### TEXT SEGMENT
This article considers the conception of transdisciplinarity (TD) as a knowledge distinct from disciplinary knowledge modes and especially drawing a distinction with interdisciplinarity (ID) as the most integrated disciplinary knowledge approach to problems. Both are within the genus of knowledge or gneosology.

This article is not about quality processes but a reconceptualisation of disciplinary knowledge that arguably leads to a significant improvement in the quality of learning. The distinction between TD and ID hinges on considering knowledge as a complex system and the notion of weak and strong emergence of situated knowledges in attempts to solve problems within the complex systems that create them. In using this distinction, the article dispels any consideration that ID and TD are the same, or continuous extensions of the same thing. It further then suggests that, through the contribution of TD’s strong emergent properties (a property that a complex system or collection of system parts has but which individual parts do not possess), universities should help us to ‘cope with the traumatic experience of having to readjust the totality of our conditions of existence’ (Latour, Citation2016, p. 10).

This article is restricted to an investigation of the inappropriateness of considering ID and TD as interchangeable, as is often done in the education literature and policy documents. In doing so, transdisciplinarity is conceptualised as an exploration of ontology rather than a distinctive epistemological method, as proposed in some of the literature, and is an additional feature to a knowledge ecology that embraces disciplines’ hegemony of verifiers of knowledge while suggesting that they operate in different categories of knowledge within one multi-layered knowledge ecology as one integrated gnoseology.

### INFORMATION SHOWN
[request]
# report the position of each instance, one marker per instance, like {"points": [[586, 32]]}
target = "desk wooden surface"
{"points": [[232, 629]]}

### TASKS TO CARRY OUT
1. In the transdisciplinarity article, what does the distinction between TD and ID hinge on?
2. Set down the passage of the transdisciplinarity article starting at "This article considers" and ending at "knowledge or gneosology.".
3. Extend the transdisciplinarity article past its final sentence.
The listing was taken from a separate source.

### TASK ANSWERS
1. It hinges on considering knowledge as a complex system and on the notion of weak and strong emergence of situated knowledges.

2.
This article considers the conception of transdisciplinarity (TD) as a knowledge distinct from disciplinary knowledge modes and especially drawing a distinction with interdisciplinarity (ID) as the most integrated disciplinary knowledge approach to problems. Both are within the genus of knowledge or gneosology.

3.
A clarification of the conceptualisation of the concept of TD and of disciplines

At the core of this TD concept is the idea of ‘concept’ itself. This is central to the arguments in this article, which uses the term conceptualisation of TD as ‘making us aware of new variations and unknown resonances’ (Deleuze & Gauttri, Citation1992, p. 28). Further, concepts are ‘connected to problems without which they would have no meaning and which can themselves only be isolated or understood as their solution emerges’ (Deleuze & Gauttri, Citation1992, p. 16). Furthermore, ‘The relativity and absoluteness of the concept are like its pedagogy and its ontology, its creation and its self-positing, its ideality and its reality—the concept is real without being actual, ideal without being abstract’ (Deleuze & Gauttri, Citation1992, p. 22). TD is different conceptually from that of ID, which remains representational, albeit relational. This requires a conceptualisation of TD where knowledge and reality should be considered ‘as part of the same emerging complex system which is never fully ‘present’ in any (discrete) moment in time’ (Osberg et al., Citation2008, p. 213).

Turning to disciplines, there are many histories of what disciplines are and how they have developed in the university (Vellodi, Citation2019), Vellodi’s chapter entitled ‘Diagrammatic Transdisciplinary’ summarises discipline growth in a chapter which develops an argument for thought outside discipline. Moreover, Vellodi attributes Deleuze and Gauttri with the conceptualisation of TD into thought which is ‘irreducible to disciplines and not dependent upon its framework’ (Vellodi, Citation2019, p. 113) but it is the thinking of the not thought within the discipline. This article adopts a conceptualisation that mirrors the observations made by Foucault on disciplines and the orthodoxy they perpetuate.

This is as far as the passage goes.